YOUR TASK »
Please rewrite every line of the listing below, requests included, adding -138 to each coordinate in the bounding-box answers while leaving the format samples unchanged. Leave the pictures out of your answer.

Dataset entries »
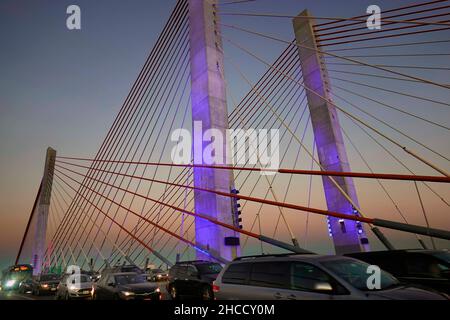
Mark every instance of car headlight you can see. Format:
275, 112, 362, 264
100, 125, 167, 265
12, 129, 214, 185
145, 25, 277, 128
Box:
5, 280, 16, 288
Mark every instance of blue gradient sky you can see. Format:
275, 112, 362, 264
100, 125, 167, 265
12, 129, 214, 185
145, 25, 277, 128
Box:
0, 0, 450, 272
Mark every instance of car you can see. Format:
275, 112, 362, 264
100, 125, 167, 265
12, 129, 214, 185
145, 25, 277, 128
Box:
167, 260, 222, 300
100, 264, 144, 277
82, 271, 100, 282
92, 272, 162, 300
346, 249, 450, 294
147, 268, 169, 282
213, 254, 447, 300
19, 278, 33, 293
55, 274, 93, 300
31, 273, 60, 296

EXERCISE OUTPUT »
Mark every instance of car headlight you can see. Format:
275, 112, 362, 264
100, 125, 167, 265
12, 129, 214, 185
145, 25, 277, 128
Box:
-133, 142, -122, 150
Mark every instance of blue gradient sky you can see. Format:
275, 112, 362, 264
100, 125, 167, 265
12, 129, 214, 185
145, 25, 277, 128
Box:
-138, -138, 312, 134
Mark every instance of car you can see. Format:
275, 112, 362, 264
100, 125, 167, 265
12, 129, 214, 185
145, 25, 277, 128
Box:
29, 122, 84, 162
-38, 126, 6, 139
-56, 133, -38, 144
-46, 134, 24, 162
208, 111, 312, 156
9, 130, 31, 144
75, 116, 309, 162
-119, 140, -105, 155
-83, 136, -45, 162
-107, 135, -78, 158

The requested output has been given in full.